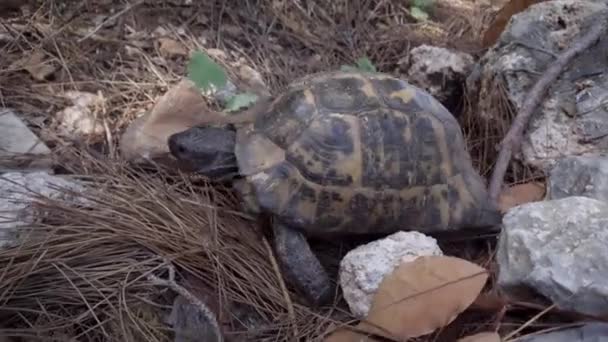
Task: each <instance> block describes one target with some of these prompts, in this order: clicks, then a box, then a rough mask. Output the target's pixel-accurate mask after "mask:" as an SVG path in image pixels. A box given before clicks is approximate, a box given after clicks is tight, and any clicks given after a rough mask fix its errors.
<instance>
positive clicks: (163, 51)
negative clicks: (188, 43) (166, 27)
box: [158, 38, 188, 57]
mask: <svg viewBox="0 0 608 342" xmlns="http://www.w3.org/2000/svg"><path fill="white" fill-rule="evenodd" d="M158 42H159V43H160V47H159V50H160V53H161V54H163V55H164V56H167V57H173V56H186V55H188V51H187V50H186V48H185V47H184V45H183V44H182V43H180V42H178V41H176V40H173V39H171V38H159V39H158Z"/></svg>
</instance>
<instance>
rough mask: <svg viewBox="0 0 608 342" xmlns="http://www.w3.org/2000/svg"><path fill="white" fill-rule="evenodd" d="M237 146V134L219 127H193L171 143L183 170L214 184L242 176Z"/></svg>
mask: <svg viewBox="0 0 608 342" xmlns="http://www.w3.org/2000/svg"><path fill="white" fill-rule="evenodd" d="M235 144H236V132H235V131H234V130H232V129H229V128H219V127H192V128H189V129H187V130H185V131H181V132H178V133H175V134H173V135H171V136H170V137H169V139H168V145H169V151H170V152H171V154H172V155H173V156H174V157H175V158H176V159H177V161H178V163H179V164H180V167H182V168H184V169H188V170H189V171H193V172H196V173H198V174H201V175H204V176H206V177H208V178H210V179H212V180H227V179H232V178H234V177H235V176H237V175H238V165H237V161H236V155H235V153H234V148H235Z"/></svg>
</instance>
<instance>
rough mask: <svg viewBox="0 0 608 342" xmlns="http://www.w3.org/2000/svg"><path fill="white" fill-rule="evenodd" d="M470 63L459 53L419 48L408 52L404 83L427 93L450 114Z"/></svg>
mask: <svg viewBox="0 0 608 342" xmlns="http://www.w3.org/2000/svg"><path fill="white" fill-rule="evenodd" d="M473 62H474V61H473V57H472V56H471V55H468V54H466V53H463V52H458V51H451V50H448V49H446V48H442V47H436V46H429V45H420V46H417V47H415V48H413V49H412V51H411V52H410V57H409V67H408V70H407V76H408V81H409V82H411V83H412V84H415V85H417V86H419V87H421V88H423V89H425V90H427V91H428V92H429V93H430V94H431V95H433V96H434V97H435V98H437V99H438V100H439V102H441V103H442V104H443V105H444V106H446V107H447V108H448V109H449V110H450V111H452V112H453V111H454V109H455V108H456V107H457V106H458V105H459V104H460V101H461V99H462V94H463V86H464V83H465V80H466V78H467V76H468V75H469V73H470V72H471V70H472V67H473Z"/></svg>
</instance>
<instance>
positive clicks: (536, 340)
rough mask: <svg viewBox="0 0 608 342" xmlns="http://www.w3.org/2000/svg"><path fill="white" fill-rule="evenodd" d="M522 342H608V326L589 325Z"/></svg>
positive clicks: (563, 330)
mask: <svg viewBox="0 0 608 342" xmlns="http://www.w3.org/2000/svg"><path fill="white" fill-rule="evenodd" d="M520 341H521V342H608V324H606V323H595V322H594V323H588V324H585V325H583V326H581V327H577V328H570V329H564V330H558V331H553V332H549V333H545V334H539V335H535V336H530V337H524V338H522V339H521V340H520Z"/></svg>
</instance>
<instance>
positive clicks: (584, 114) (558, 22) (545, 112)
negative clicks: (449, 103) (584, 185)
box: [473, 0, 608, 170]
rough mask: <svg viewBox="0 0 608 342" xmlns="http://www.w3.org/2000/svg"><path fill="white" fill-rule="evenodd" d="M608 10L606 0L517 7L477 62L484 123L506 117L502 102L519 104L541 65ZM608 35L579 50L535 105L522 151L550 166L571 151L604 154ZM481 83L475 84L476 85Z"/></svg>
mask: <svg viewBox="0 0 608 342" xmlns="http://www.w3.org/2000/svg"><path fill="white" fill-rule="evenodd" d="M606 15H608V5H607V3H606V2H605V1H604V2H601V1H597V2H594V1H578V0H555V1H544V2H540V3H538V4H535V5H532V6H530V7H529V8H528V9H527V10H525V11H523V12H520V13H518V14H516V15H514V16H513V17H512V18H511V20H510V22H509V24H508V25H507V27H506V28H505V30H504V32H503V33H502V35H501V36H500V38H499V40H498V42H497V43H496V45H495V46H494V47H493V48H491V49H489V50H488V51H487V52H486V54H485V55H484V56H483V57H482V58H481V60H480V62H479V66H480V71H479V75H480V76H479V94H478V100H477V101H476V102H475V105H476V107H477V108H475V109H474V112H477V113H479V116H480V119H483V120H485V121H486V123H485V124H486V125H490V126H499V125H501V126H502V125H505V121H504V120H505V116H507V115H510V114H508V113H507V112H506V111H504V110H502V111H501V110H497V109H500V108H501V107H502V106H503V104H504V103H507V101H508V102H509V103H511V104H512V105H513V106H514V108H513V109H514V110H515V111H518V110H520V109H521V107H522V105H523V103H524V101H525V100H526V99H527V98H528V97H529V95H530V94H529V91H530V89H531V87H532V86H533V85H534V84H535V82H536V80H537V79H538V77H540V76H539V73H542V72H543V71H544V70H546V69H547V67H548V65H549V64H550V63H551V62H553V61H554V59H555V57H554V56H555V55H556V54H560V53H562V52H563V51H564V50H565V49H567V48H568V47H570V46H571V45H572V44H573V43H575V42H576V41H577V40H579V39H580V37H581V36H582V35H583V34H585V33H586V32H587V31H588V30H589V27H590V25H592V24H594V23H595V22H596V21H597V20H603V19H602V18H605V16H606ZM607 54H608V37H607V36H606V35H603V36H602V37H601V39H600V40H599V41H598V43H597V44H595V45H593V46H592V47H591V48H589V49H588V50H586V51H584V52H583V53H581V54H580V55H579V56H577V57H576V58H575V59H574V60H573V61H572V62H571V63H570V64H569V65H568V66H567V67H566V68H565V69H564V72H563V73H562V74H560V77H559V78H558V79H557V80H556V81H555V82H553V83H552V85H551V86H550V88H549V90H548V91H547V94H546V96H544V97H543V98H542V100H541V103H540V104H539V106H538V107H537V109H536V110H535V112H534V113H533V115H532V117H531V119H530V122H529V125H528V126H527V130H526V134H525V136H524V139H523V141H522V152H521V153H520V154H518V155H516V156H515V157H516V158H519V159H522V160H523V161H524V162H525V163H526V164H528V165H530V166H533V167H538V168H541V169H544V170H548V169H549V168H550V167H551V166H552V165H553V164H554V163H555V161H556V160H558V159H560V158H561V157H563V156H567V155H584V154H599V153H601V151H605V150H606V148H607V147H608V111H607V108H606V106H603V105H600V104H601V103H602V101H603V99H604V98H606V96H608V74H606V73H605V72H604V70H606V68H608V60H606V59H605V58H597V56H605V55H607ZM473 88H475V87H473Z"/></svg>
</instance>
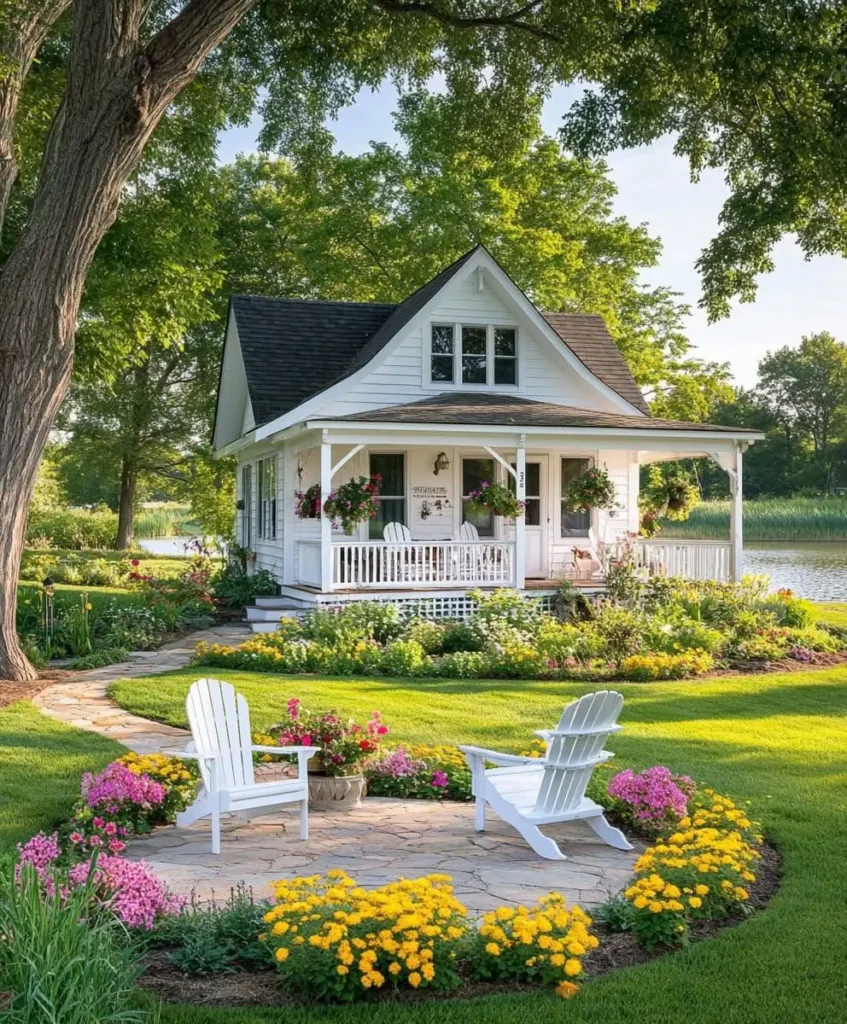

________

How to complete this task =
What the answer needs is every record above, exactly as written, and no pictures.

Written solution =
Task: each <instance> block describes one target with some of these prompts, in this order: clicks, then a box, then a rough mask. Output the target's pixel-accurate mask after "mask:" as an SVG path in image pixels. A box given before clicks is approximate, a box given after clicks is tight, and any clicks given after a rough mask fix its errors.
<instance>
positive clicks: (163, 51)
negative clicks: (188, 43) (166, 27)
box: [158, 38, 188, 57]
mask: <svg viewBox="0 0 608 342" xmlns="http://www.w3.org/2000/svg"><path fill="white" fill-rule="evenodd" d="M158 42H159V43H160V47H159V50H160V53H161V54H163V55H164V56H167V57H173V56H186V55H188V51H187V50H186V48H185V47H184V45H183V44H182V43H180V42H178V41H176V40H173V39H171V38H159V39H158Z"/></svg>
</instance>
<instance>
rough mask: <svg viewBox="0 0 608 342" xmlns="http://www.w3.org/2000/svg"><path fill="white" fill-rule="evenodd" d="M237 146V134L219 127H193L171 143L183 170L214 184L242 176Z"/></svg>
mask: <svg viewBox="0 0 608 342" xmlns="http://www.w3.org/2000/svg"><path fill="white" fill-rule="evenodd" d="M235 144H236V132H235V131H234V130H232V129H229V128H219V127H192V128H189V129H187V130H185V131H181V132H178V133H175V134H173V135H171V136H170V137H169V139H168V145H169V151H170V152H171V154H172V155H173V156H174V157H175V158H176V159H177V161H178V163H179V164H180V167H182V168H184V169H188V170H189V171H193V172H196V173H198V174H201V175H204V176H206V177H208V178H210V179H212V180H227V179H232V178H234V177H235V176H237V175H238V165H237V161H236V155H235V153H234V148H235Z"/></svg>
</instance>
<instance>
rough mask: <svg viewBox="0 0 608 342" xmlns="http://www.w3.org/2000/svg"><path fill="white" fill-rule="evenodd" d="M470 63L459 53L419 48L408 52L404 83L427 93L450 114Z"/></svg>
mask: <svg viewBox="0 0 608 342" xmlns="http://www.w3.org/2000/svg"><path fill="white" fill-rule="evenodd" d="M473 62H474V61H473V57H472V56H471V55H468V54H466V53H463V52H458V51H451V50H448V49H446V48H442V47H436V46H429V45H420V46H417V47H415V48H413V49H412V51H411V52H410V57H409V67H408V70H407V76H408V81H409V82H411V83H412V84H415V85H417V86H419V87H421V88H423V89H425V90H427V91H428V92H429V93H430V94H431V95H433V96H434V97H435V98H437V99H438V100H439V102H441V103H442V104H443V105H444V106H446V107H447V108H448V109H449V110H450V111H452V112H453V111H454V109H455V108H456V107H457V106H458V105H459V104H460V101H461V99H462V94H463V86H464V83H465V80H466V78H467V76H468V75H469V73H470V72H471V70H472V67H473Z"/></svg>
</instance>
<instance>
positive clicks: (536, 340)
rough mask: <svg viewBox="0 0 608 342" xmlns="http://www.w3.org/2000/svg"><path fill="white" fill-rule="evenodd" d="M522 342H608V326L589 325Z"/></svg>
positive clicks: (563, 330)
mask: <svg viewBox="0 0 608 342" xmlns="http://www.w3.org/2000/svg"><path fill="white" fill-rule="evenodd" d="M520 341H521V342H608V324H606V323H595V322H594V323H588V324H585V325H583V326H581V327H577V328H570V329H564V330H558V331H553V332H549V333H545V334H539V335H535V336H530V337H524V338H522V339H521V340H520Z"/></svg>
</instance>
<instance>
positive clicks: (584, 114) (558, 22) (545, 112)
negative clicks: (449, 103) (584, 185)
box: [473, 0, 608, 170]
rough mask: <svg viewBox="0 0 608 342" xmlns="http://www.w3.org/2000/svg"><path fill="white" fill-rule="evenodd" d="M608 10L606 0L517 7L477 62L484 123L506 117L502 102L519 104L541 65ZM608 35L579 50L535 105L522 151L550 166L571 151L604 154ZM481 83L475 84L476 85Z"/></svg>
mask: <svg viewBox="0 0 608 342" xmlns="http://www.w3.org/2000/svg"><path fill="white" fill-rule="evenodd" d="M606 15H608V5H607V3H606V2H605V1H604V2H601V1H597V2H594V1H578V0H555V1H544V2H540V3H538V4H535V5H532V6H530V7H529V8H528V9H527V10H525V11H523V12H520V13H518V14H516V15H514V16H513V17H512V18H511V20H510V22H509V24H508V25H507V27H506V28H505V30H504V32H503V33H502V35H501V36H500V38H499V40H498V42H497V43H496V45H495V46H494V47H493V48H491V49H489V50H488V51H487V52H486V54H485V55H484V56H483V57H482V58H481V60H480V62H479V66H480V71H479V75H480V76H479V94H478V100H477V101H476V102H475V105H476V107H477V108H475V109H474V112H477V113H479V116H480V119H483V120H485V121H486V123H485V124H486V125H490V126H499V125H501V126H502V125H505V121H504V120H505V116H507V115H510V114H508V113H507V112H506V111H504V110H502V111H501V110H497V109H500V108H501V107H502V106H503V104H504V103H507V101H508V102H509V103H511V104H512V105H513V106H514V108H513V109H514V110H515V111H518V110H520V109H521V107H522V105H523V103H524V101H525V100H526V99H527V98H528V97H529V95H530V94H529V91H530V89H531V87H532V86H533V85H534V84H535V82H536V80H537V79H538V77H540V76H539V73H542V72H543V71H544V70H546V69H547V67H548V65H549V64H550V63H551V62H553V61H554V59H555V57H554V56H555V55H556V54H560V53H562V52H563V51H564V50H565V49H567V48H568V47H570V46H571V45H572V44H573V43H575V42H576V41H577V40H579V39H580V37H581V36H582V35H583V34H585V33H586V32H587V31H588V30H589V27H590V25H592V24H594V23H595V22H596V21H597V20H603V19H602V18H605V16H606ZM607 54H608V37H607V36H606V35H603V36H602V37H601V39H600V40H599V41H598V43H597V44H595V45H593V46H592V47H591V48H589V49H588V50H586V51H584V52H583V53H581V54H580V55H579V56H577V57H576V58H575V59H574V60H573V61H572V62H571V63H570V64H569V65H568V66H567V67H566V68H565V69H564V72H563V73H562V74H560V77H559V78H558V79H557V80H556V81H555V82H553V83H552V85H551V86H550V88H549V90H548V91H547V94H546V96H544V97H543V98H542V100H541V103H540V104H539V106H538V107H537V109H536V110H535V112H534V113H533V115H532V117H531V119H530V122H529V125H528V126H527V130H526V134H525V136H524V139H523V141H522V152H521V153H520V154H518V155H516V156H515V157H516V158H519V159H522V160H523V161H524V162H525V163H526V164H528V165H530V166H533V167H538V168H541V169H544V170H548V169H549V168H550V167H551V166H552V165H553V164H554V163H555V161H556V160H558V159H560V158H561V157H563V156H567V155H584V154H599V153H601V151H605V150H606V148H607V147H608V111H607V108H606V106H603V105H600V104H601V103H602V101H603V99H604V98H606V96H608V74H606V73H605V72H604V70H606V68H608V60H606V59H605V58H597V56H605V55H607ZM473 88H475V87H473Z"/></svg>
</instance>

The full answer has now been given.